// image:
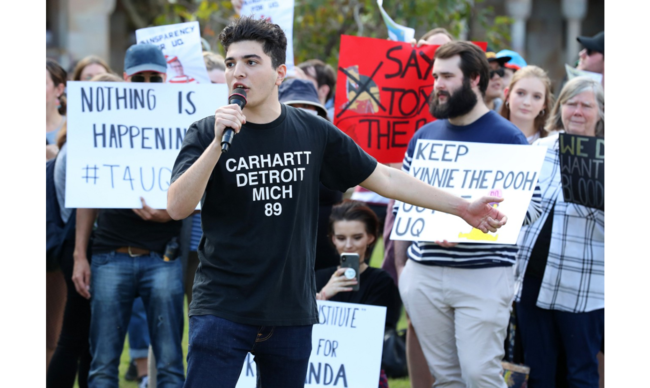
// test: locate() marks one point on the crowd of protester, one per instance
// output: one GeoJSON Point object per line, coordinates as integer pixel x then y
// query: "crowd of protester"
{"type": "Point", "coordinates": [459, 297]}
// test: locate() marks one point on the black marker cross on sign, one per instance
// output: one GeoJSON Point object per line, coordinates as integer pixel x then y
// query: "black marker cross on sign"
{"type": "Point", "coordinates": [364, 88]}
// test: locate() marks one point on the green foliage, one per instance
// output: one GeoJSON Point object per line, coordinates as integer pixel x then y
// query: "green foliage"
{"type": "Point", "coordinates": [319, 24]}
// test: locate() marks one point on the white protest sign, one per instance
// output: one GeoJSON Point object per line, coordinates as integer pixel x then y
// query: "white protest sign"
{"type": "Point", "coordinates": [396, 32]}
{"type": "Point", "coordinates": [123, 139]}
{"type": "Point", "coordinates": [347, 348]}
{"type": "Point", "coordinates": [471, 170]}
{"type": "Point", "coordinates": [279, 12]}
{"type": "Point", "coordinates": [181, 44]}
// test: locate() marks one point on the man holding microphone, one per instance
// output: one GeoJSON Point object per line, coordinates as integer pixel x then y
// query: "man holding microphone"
{"type": "Point", "coordinates": [255, 289]}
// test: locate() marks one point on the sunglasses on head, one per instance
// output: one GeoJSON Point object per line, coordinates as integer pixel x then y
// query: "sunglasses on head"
{"type": "Point", "coordinates": [154, 79]}
{"type": "Point", "coordinates": [501, 72]}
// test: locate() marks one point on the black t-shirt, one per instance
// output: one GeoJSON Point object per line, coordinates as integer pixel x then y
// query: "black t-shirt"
{"type": "Point", "coordinates": [123, 228]}
{"type": "Point", "coordinates": [377, 289]}
{"type": "Point", "coordinates": [326, 254]}
{"type": "Point", "coordinates": [260, 215]}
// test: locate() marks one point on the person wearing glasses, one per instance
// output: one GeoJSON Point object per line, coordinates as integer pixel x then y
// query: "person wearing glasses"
{"type": "Point", "coordinates": [127, 262]}
{"type": "Point", "coordinates": [494, 93]}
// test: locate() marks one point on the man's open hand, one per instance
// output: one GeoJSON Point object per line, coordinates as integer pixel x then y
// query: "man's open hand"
{"type": "Point", "coordinates": [483, 216]}
{"type": "Point", "coordinates": [151, 215]}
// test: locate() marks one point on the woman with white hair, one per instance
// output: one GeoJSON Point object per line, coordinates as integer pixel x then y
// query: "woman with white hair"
{"type": "Point", "coordinates": [561, 298]}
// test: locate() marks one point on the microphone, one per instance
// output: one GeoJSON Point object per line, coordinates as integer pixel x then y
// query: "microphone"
{"type": "Point", "coordinates": [238, 97]}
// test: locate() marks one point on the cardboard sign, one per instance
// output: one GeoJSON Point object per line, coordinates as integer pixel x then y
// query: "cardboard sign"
{"type": "Point", "coordinates": [572, 73]}
{"type": "Point", "coordinates": [396, 32]}
{"type": "Point", "coordinates": [280, 12]}
{"type": "Point", "coordinates": [181, 44]}
{"type": "Point", "coordinates": [472, 171]}
{"type": "Point", "coordinates": [583, 170]}
{"type": "Point", "coordinates": [123, 140]}
{"type": "Point", "coordinates": [383, 94]}
{"type": "Point", "coordinates": [347, 348]}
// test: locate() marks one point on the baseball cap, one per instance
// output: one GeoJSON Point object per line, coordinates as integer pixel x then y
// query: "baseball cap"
{"type": "Point", "coordinates": [492, 57]}
{"type": "Point", "coordinates": [298, 91]}
{"type": "Point", "coordinates": [517, 62]}
{"type": "Point", "coordinates": [144, 57]}
{"type": "Point", "coordinates": [597, 43]}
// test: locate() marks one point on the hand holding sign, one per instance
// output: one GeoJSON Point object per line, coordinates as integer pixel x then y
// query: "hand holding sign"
{"type": "Point", "coordinates": [483, 216]}
{"type": "Point", "coordinates": [151, 215]}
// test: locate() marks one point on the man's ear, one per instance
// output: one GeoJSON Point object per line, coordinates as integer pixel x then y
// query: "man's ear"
{"type": "Point", "coordinates": [282, 74]}
{"type": "Point", "coordinates": [60, 89]}
{"type": "Point", "coordinates": [476, 81]}
{"type": "Point", "coordinates": [323, 92]}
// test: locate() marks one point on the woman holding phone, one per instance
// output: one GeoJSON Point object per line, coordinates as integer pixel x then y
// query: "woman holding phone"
{"type": "Point", "coordinates": [354, 228]}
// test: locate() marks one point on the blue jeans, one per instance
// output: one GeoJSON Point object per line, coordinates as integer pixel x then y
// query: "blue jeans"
{"type": "Point", "coordinates": [117, 280]}
{"type": "Point", "coordinates": [218, 350]}
{"type": "Point", "coordinates": [545, 332]}
{"type": "Point", "coordinates": [139, 340]}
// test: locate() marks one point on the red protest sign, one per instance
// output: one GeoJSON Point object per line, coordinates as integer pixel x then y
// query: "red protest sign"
{"type": "Point", "coordinates": [383, 94]}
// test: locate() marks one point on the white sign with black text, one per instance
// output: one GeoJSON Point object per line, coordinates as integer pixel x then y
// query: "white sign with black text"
{"type": "Point", "coordinates": [123, 140]}
{"type": "Point", "coordinates": [471, 170]}
{"type": "Point", "coordinates": [181, 44]}
{"type": "Point", "coordinates": [347, 348]}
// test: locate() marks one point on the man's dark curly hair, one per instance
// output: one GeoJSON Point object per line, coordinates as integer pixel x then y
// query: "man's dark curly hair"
{"type": "Point", "coordinates": [268, 34]}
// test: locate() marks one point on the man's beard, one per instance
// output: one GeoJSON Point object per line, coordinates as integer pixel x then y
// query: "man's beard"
{"type": "Point", "coordinates": [459, 104]}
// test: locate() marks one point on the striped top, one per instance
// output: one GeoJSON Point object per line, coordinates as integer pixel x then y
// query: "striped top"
{"type": "Point", "coordinates": [197, 233]}
{"type": "Point", "coordinates": [491, 129]}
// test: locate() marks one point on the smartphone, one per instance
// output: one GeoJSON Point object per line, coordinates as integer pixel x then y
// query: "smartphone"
{"type": "Point", "coordinates": [351, 261]}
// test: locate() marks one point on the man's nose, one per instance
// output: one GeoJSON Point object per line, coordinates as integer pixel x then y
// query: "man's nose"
{"type": "Point", "coordinates": [240, 70]}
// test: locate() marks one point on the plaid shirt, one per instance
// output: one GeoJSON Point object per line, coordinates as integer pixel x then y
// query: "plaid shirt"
{"type": "Point", "coordinates": [574, 281]}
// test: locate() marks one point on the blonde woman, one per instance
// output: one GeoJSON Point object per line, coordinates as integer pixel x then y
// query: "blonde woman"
{"type": "Point", "coordinates": [529, 101]}
{"type": "Point", "coordinates": [562, 261]}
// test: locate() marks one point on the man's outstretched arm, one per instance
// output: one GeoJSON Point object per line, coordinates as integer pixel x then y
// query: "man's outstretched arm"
{"type": "Point", "coordinates": [398, 185]}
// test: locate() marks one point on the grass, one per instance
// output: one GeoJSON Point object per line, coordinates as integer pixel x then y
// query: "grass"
{"type": "Point", "coordinates": [377, 259]}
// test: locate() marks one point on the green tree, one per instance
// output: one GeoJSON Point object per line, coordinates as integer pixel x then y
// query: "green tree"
{"type": "Point", "coordinates": [319, 24]}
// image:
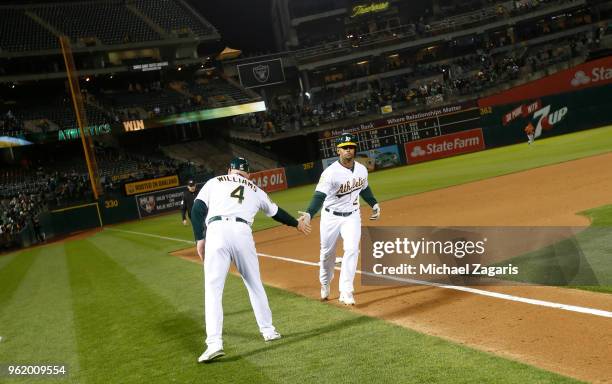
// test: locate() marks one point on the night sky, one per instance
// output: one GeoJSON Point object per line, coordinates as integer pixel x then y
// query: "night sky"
{"type": "Point", "coordinates": [242, 24]}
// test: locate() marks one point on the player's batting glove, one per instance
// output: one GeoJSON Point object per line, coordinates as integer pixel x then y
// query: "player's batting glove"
{"type": "Point", "coordinates": [305, 216]}
{"type": "Point", "coordinates": [375, 212]}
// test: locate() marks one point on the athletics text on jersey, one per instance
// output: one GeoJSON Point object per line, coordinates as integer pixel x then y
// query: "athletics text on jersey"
{"type": "Point", "coordinates": [342, 186]}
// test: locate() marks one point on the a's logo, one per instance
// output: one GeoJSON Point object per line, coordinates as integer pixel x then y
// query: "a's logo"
{"type": "Point", "coordinates": [580, 78]}
{"type": "Point", "coordinates": [417, 151]}
{"type": "Point", "coordinates": [261, 73]}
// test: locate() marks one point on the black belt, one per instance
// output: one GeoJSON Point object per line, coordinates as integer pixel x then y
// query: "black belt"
{"type": "Point", "coordinates": [343, 214]}
{"type": "Point", "coordinates": [238, 219]}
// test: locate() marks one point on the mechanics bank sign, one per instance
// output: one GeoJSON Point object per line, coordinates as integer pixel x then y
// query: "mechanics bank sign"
{"type": "Point", "coordinates": [591, 74]}
{"type": "Point", "coordinates": [444, 146]}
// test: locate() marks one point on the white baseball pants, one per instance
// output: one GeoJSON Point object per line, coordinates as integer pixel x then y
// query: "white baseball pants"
{"type": "Point", "coordinates": [226, 242]}
{"type": "Point", "coordinates": [349, 227]}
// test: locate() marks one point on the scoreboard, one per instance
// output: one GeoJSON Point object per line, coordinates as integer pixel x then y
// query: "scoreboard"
{"type": "Point", "coordinates": [405, 128]}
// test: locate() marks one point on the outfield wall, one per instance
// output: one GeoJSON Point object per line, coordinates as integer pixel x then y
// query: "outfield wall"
{"type": "Point", "coordinates": [498, 125]}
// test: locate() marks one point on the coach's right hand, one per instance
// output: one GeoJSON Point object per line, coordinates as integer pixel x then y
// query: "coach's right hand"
{"type": "Point", "coordinates": [303, 225]}
{"type": "Point", "coordinates": [200, 248]}
{"type": "Point", "coordinates": [305, 216]}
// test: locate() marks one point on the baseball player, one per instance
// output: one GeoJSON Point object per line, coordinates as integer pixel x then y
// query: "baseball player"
{"type": "Point", "coordinates": [338, 191]}
{"type": "Point", "coordinates": [222, 214]}
{"type": "Point", "coordinates": [187, 201]}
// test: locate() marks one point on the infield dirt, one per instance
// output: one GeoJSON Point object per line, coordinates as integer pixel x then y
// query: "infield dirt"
{"type": "Point", "coordinates": [572, 344]}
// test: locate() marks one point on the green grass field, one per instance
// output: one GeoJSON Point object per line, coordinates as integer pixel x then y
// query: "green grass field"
{"type": "Point", "coordinates": [116, 308]}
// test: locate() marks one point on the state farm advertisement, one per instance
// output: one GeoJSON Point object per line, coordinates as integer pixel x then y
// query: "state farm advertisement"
{"type": "Point", "coordinates": [591, 74]}
{"type": "Point", "coordinates": [270, 180]}
{"type": "Point", "coordinates": [444, 146]}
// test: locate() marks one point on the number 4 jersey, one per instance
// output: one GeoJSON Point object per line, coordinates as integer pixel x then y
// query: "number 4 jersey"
{"type": "Point", "coordinates": [235, 196]}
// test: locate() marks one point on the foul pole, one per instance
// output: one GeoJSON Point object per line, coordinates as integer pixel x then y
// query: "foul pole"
{"type": "Point", "coordinates": [79, 110]}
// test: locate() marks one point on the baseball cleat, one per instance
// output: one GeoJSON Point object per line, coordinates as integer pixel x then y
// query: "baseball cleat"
{"type": "Point", "coordinates": [347, 298]}
{"type": "Point", "coordinates": [209, 355]}
{"type": "Point", "coordinates": [272, 336]}
{"type": "Point", "coordinates": [324, 291]}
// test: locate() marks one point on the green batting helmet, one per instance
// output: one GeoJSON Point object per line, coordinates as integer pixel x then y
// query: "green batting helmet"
{"type": "Point", "coordinates": [345, 140]}
{"type": "Point", "coordinates": [241, 164]}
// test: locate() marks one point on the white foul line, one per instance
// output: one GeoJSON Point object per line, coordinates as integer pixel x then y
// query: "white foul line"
{"type": "Point", "coordinates": [542, 303]}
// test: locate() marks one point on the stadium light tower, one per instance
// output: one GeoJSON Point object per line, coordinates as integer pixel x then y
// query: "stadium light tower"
{"type": "Point", "coordinates": [79, 110]}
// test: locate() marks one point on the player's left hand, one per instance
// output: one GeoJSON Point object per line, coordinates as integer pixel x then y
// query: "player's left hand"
{"type": "Point", "coordinates": [200, 248]}
{"type": "Point", "coordinates": [375, 212]}
{"type": "Point", "coordinates": [304, 225]}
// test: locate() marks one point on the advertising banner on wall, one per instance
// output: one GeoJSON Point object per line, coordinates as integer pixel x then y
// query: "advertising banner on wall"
{"type": "Point", "coordinates": [150, 185]}
{"type": "Point", "coordinates": [261, 73]}
{"type": "Point", "coordinates": [444, 146]}
{"type": "Point", "coordinates": [374, 159]}
{"type": "Point", "coordinates": [270, 180]}
{"type": "Point", "coordinates": [154, 203]}
{"type": "Point", "coordinates": [586, 75]}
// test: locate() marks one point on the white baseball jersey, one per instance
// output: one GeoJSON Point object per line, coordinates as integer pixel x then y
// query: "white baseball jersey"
{"type": "Point", "coordinates": [235, 196]}
{"type": "Point", "coordinates": [232, 241]}
{"type": "Point", "coordinates": [342, 186]}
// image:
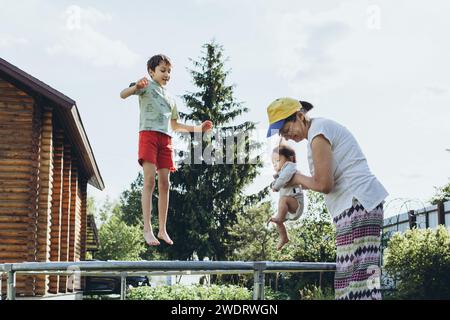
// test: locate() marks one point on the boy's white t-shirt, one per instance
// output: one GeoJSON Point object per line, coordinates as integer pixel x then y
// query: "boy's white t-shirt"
{"type": "Point", "coordinates": [351, 173]}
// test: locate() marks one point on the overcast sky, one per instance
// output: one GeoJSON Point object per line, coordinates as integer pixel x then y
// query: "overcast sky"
{"type": "Point", "coordinates": [381, 68]}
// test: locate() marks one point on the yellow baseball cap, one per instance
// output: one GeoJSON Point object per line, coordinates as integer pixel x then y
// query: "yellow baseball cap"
{"type": "Point", "coordinates": [278, 111]}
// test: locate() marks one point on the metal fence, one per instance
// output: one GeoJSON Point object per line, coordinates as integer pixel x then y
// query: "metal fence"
{"type": "Point", "coordinates": [127, 268]}
{"type": "Point", "coordinates": [429, 217]}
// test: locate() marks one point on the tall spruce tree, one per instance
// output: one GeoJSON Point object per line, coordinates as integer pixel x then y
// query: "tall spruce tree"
{"type": "Point", "coordinates": [208, 192]}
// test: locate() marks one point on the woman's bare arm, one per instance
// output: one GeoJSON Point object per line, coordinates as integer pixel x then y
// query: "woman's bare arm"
{"type": "Point", "coordinates": [322, 181]}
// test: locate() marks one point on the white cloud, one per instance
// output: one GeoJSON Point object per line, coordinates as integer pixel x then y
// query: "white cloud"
{"type": "Point", "coordinates": [80, 39]}
{"type": "Point", "coordinates": [7, 41]}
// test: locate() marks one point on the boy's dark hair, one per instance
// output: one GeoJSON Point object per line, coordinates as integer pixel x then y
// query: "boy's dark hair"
{"type": "Point", "coordinates": [287, 152]}
{"type": "Point", "coordinates": [154, 61]}
{"type": "Point", "coordinates": [306, 107]}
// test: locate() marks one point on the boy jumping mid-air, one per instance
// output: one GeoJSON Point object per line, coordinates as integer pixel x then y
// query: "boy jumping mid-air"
{"type": "Point", "coordinates": [157, 110]}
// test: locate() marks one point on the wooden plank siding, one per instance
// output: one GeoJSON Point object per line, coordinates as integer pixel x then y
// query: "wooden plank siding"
{"type": "Point", "coordinates": [43, 190]}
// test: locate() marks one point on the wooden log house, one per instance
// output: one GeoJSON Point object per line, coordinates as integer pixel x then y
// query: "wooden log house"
{"type": "Point", "coordinates": [46, 162]}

+ + + + + + +

▶ [Request]
Retype exactly, please, each line from the line that contains "dark hair, one per instance" through the last line of the entries above, with nothing added.

▶ [Right answer]
// test: locate() marks one point on the boy's dark hair, one per instance
// output: one GeoJSON Point object per line, coordinates as integer pixel x then y
// query: "boy's dark hair"
{"type": "Point", "coordinates": [287, 152]}
{"type": "Point", "coordinates": [154, 61]}
{"type": "Point", "coordinates": [306, 107]}
// test: locate() marks one point on the boy jumping mid-air, one per instance
// output: one GeoJSON Point object per line, coordinates as integer pixel x then y
// query: "boy jumping mid-air"
{"type": "Point", "coordinates": [157, 110]}
// test: locate() marks one point on the wooden plank siding, one per instance
// output: one GeoJSON Point object per line, coordinates as integer pixel x then y
// query: "wooden plank siding"
{"type": "Point", "coordinates": [43, 190]}
// test: locate() marks one point on the wooden log house, one per instance
// output: one GeoJSON Point object per line, coordinates as integer pixel x then y
// query: "wooden log house"
{"type": "Point", "coordinates": [46, 162]}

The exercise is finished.